Task brief ::
Answer these questions from the forum discussion below, one line each:
1. Which company owns Fireball?
2. Where, according to the discussion, must R-P's ultra high products be produced?
3. Through which company does one commenter own RACE?

## Begin Source extract

Sounds like trouble!
I was not going to try the Skrewball, and i’m generally a mind expanded kind of guy.
Doncook may have convinced me to try it anyway!
What are people’s thoughts on David webbs new book, “the great taking?”
First I’ve heard of it.
I admit that I was reading the conversation a bit confused thinking , hasn’t Fireball been a drink made with Canadian whiskey for a long time. So I of course googled it and yes I was correct, and hadn’t just lost my mind from drinking one too many in my Uni years up hear in Canada Land. I see know that some smart cookies took it on to Dragons Den as a drink to sell at 33 and 46 proof malt called Cinnamon Malt ( so non whiskey, wine and alcohol coolers) along with the traditional Fireball Whiskey that they brand named…and that way they could market not just to liquor stores here in Canada, but to Grocery and corner stores etc , and expand to U.S…which they have done apparently very successfully.
Hopefully I got the majority of that story correct, guessing the majority of you knew it already anyway. I guess I just never payed attention because the name was already familiar!!
So do each of these companies for Screwball, and Fireball have stock tickers, we should follow? Any interest in one of them being acquired by a larger corporation do you think?
Hey ww, always my question too. I won’t/don’t drink the stuff, but if enough people do . . .
Fireball is owned by Sazerac, which started life as a French cognac company, leading to the Sazerac cocktail that became famous in New Oleans, but is now maybe the most ambitious bourbon/rye producer in Louisville. They also make Canadian whisky, in Montreal I think, and I think Fireball was originally developed using Canadian whiskey but is made in a lot of different distilleries now. They’re privately held, and the Sazerac company owns a bunch of other liquor brands, too.
Re you comment by Buffett “You can’t make a good deal with a bad person ” – Amen, words to live by. I have noted in a number of places that you can NOT afford to own stocks if you don’t trust management. Owning a stock IS entrusting management to act in your behalf. . . . . One of the basic question I ask myself on any/every stock own.
Travis, totally agree with your assessment of R-P. Incredible luxury business, family long termed focus. And there ultra high products have natural moats because they must be produced in Scotland or France and they have limited supply due to raw materials.
Two other incredible luxury brands are LVMH which, like PR is trading at lows relative to their normal evaluations and RACE (Ferrari). I chose to start a position in LVMH vs. RP over the past week.
There is a great review of both RP and RACE on Business Breakdowns. RACE may be unlike any company on earth in their exclusivity. Growth will be modest, but consistent due to its self imposed scarcity.
I think these companies fit into Mr. Munger’s buy great companies. That mantra is directing my investments more and more and I see more clearly how owning them is stepping over a 6” curb instead of jumping over a 5 foot fence.
Happy New Year too.
Two other excellent companies, for sure — I own RACE through Exor, and have long admired what Arnault built at LVMH but have never been able to convince myself to buy it, probably just because it always looks objectively expensive and because I’ve been chary of of the huge impact China’s nouveau riche has on luxury fashion brands. 25% off its highs now, though, and valued at only a little over 20X earnings while they’ve spent many years grow revenue at well over 10%/year and earnings by more than 18%, so I should probably be paying attention to LVMH, thanks for the reminder.

## End Source extract
## Begin Material

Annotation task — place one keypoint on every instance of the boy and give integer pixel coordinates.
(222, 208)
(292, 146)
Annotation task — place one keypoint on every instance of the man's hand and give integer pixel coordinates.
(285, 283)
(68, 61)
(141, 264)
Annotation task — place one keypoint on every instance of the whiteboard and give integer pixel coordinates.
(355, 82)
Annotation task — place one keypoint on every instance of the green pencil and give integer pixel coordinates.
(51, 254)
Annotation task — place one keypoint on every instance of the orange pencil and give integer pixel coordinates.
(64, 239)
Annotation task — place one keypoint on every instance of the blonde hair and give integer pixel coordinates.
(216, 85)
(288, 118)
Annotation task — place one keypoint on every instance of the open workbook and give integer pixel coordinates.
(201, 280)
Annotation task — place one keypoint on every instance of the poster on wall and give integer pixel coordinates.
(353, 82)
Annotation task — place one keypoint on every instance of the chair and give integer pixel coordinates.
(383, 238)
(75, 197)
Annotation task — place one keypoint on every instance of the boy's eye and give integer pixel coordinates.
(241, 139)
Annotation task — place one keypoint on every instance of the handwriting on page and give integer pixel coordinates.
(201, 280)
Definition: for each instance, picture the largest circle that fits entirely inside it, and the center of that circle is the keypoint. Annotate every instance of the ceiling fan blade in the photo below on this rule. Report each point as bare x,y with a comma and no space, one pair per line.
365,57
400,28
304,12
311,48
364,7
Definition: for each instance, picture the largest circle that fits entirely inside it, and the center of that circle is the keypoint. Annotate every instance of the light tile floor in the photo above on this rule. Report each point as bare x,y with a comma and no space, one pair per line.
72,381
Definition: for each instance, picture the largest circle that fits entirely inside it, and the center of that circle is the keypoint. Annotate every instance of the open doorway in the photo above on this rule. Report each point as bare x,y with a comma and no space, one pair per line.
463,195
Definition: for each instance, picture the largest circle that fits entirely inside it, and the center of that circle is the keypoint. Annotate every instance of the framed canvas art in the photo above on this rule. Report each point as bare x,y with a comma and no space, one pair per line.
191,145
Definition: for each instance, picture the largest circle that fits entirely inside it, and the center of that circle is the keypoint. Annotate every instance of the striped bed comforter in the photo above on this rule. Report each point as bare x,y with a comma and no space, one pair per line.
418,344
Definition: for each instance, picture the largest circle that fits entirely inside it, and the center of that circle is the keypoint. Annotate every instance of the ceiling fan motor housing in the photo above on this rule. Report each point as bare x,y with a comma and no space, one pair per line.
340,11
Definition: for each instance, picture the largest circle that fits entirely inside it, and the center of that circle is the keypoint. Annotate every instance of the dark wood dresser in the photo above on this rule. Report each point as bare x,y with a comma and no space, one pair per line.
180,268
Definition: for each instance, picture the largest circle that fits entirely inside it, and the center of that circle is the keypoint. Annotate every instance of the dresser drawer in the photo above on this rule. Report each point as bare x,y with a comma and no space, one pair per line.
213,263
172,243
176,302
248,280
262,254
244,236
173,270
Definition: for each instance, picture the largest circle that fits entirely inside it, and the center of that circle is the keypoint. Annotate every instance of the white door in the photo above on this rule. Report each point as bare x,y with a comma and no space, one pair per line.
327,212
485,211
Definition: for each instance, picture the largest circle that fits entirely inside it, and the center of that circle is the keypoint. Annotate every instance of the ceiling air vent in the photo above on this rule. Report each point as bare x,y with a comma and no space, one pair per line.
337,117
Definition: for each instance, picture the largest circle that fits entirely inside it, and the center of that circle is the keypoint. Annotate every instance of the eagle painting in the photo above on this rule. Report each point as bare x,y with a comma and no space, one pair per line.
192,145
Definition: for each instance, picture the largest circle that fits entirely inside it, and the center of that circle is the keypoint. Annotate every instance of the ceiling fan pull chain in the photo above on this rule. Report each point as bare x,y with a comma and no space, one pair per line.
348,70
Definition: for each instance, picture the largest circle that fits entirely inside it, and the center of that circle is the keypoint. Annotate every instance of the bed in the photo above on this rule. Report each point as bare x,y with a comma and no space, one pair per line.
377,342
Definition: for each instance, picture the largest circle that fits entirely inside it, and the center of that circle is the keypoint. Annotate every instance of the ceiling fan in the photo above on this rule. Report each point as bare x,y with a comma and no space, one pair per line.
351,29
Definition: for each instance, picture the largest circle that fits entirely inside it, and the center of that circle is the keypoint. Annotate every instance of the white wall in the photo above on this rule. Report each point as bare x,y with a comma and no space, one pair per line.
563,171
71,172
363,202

## End Material

Answer ::
1. Sazerac
2. Scotland or France
3. Exor